-- DESCRIPTION OF THE TASK --
In this exercise, every entry is to be copied exactly.

-- RECORDS TO USE --
▬▬▬▬▬▬

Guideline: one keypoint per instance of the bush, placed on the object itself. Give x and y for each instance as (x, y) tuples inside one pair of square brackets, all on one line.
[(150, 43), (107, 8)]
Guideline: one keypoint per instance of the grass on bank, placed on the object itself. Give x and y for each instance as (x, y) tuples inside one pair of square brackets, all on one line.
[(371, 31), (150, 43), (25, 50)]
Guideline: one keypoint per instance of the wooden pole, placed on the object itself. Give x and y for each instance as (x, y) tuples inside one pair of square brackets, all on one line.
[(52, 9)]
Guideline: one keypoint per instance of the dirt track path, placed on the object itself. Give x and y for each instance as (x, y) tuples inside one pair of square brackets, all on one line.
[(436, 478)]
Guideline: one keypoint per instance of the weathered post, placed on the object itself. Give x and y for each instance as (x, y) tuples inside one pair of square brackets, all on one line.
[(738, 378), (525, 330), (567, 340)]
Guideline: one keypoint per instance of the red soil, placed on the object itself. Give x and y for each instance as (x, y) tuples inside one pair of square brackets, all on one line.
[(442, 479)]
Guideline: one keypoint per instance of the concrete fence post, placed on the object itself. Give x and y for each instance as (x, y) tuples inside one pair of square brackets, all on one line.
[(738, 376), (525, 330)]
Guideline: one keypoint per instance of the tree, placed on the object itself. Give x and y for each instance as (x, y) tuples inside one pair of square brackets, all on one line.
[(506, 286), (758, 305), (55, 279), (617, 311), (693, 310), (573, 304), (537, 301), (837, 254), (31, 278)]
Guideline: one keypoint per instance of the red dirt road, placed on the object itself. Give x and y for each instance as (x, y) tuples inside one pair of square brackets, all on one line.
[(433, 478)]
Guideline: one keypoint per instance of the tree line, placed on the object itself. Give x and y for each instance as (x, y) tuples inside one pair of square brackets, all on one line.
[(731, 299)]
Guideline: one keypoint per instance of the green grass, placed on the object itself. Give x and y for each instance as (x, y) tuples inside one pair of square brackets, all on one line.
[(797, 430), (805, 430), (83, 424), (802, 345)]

▬▬▬▬▬▬

-- OUTPUT FOR THIS TASK --
Guideline: one keypoint per instance of the bush, placed on the object itself. Give x and y for each instance as (x, y) tuples inside one pair of square brackets, all on one line.
[(150, 43), (107, 8)]
Guideline: one keypoint per instance of the grass on bank, placed on the object itself. Give x and y for each instance as (x, y) tuples inside one pair of square brackets, all on one line.
[(371, 31), (150, 43), (25, 50)]
Guideline: one keypoint per instance of the wooden pole, placed on the object itself. Give x and y for each instance as (x, y) tuples inside one pair of square brackets, all on one line.
[(52, 9)]
Guideline: one keypoint per instance of the dirt track path, placed on the object itself. Give x and y for each instance as (x, y) tuples inside one pair of square brackets, all on one line.
[(436, 478)]
Guideline: one keypoint per instance of the weathered post, placed on the object itself. Give x and y for each instance as (x, y) tuples inside one pair of square brackets, all on one line.
[(738, 378), (525, 330), (567, 340)]
Guideline: one keypoint per instance of the red soil, placed on the object itself. Give x and y for each instance as (x, y) tuples inside one pair of square brackets, all on one line.
[(442, 479)]
Guideline: one keypoint per instance of the concrete fence post, placed on the object itself. Give x and y for each instance as (x, y) tuples inside one pair of square brackets, all on one line.
[(738, 376), (525, 330)]
Guideline: one keypoint per instance of the tree, placed on the object itself. Give x and y for each instance as (x, y) tuples inside one pair of square brackets, all on one line.
[(506, 286), (758, 305), (55, 279), (617, 311), (693, 310), (573, 304), (537, 301), (837, 254), (31, 278)]
Guideline: one keypoint per instance of the red dirt road, placed on the object itself. Give x and y for each instance as (x, y) tuples inside one pair of square brackets, all on one line.
[(433, 478)]
Guideline: one keypoint per instance of the tree line, placed on the object itself. Give x and y for each instance as (x, y) tuples inside one pair of square brackets, all on one line.
[(731, 299)]
Guideline: one keypoint per instance of the green grass, placed on the object itself. Give x and y for each instance as (x, y) tuples inside one pair of square brackets, all on one line.
[(797, 430), (805, 430), (83, 424), (802, 345)]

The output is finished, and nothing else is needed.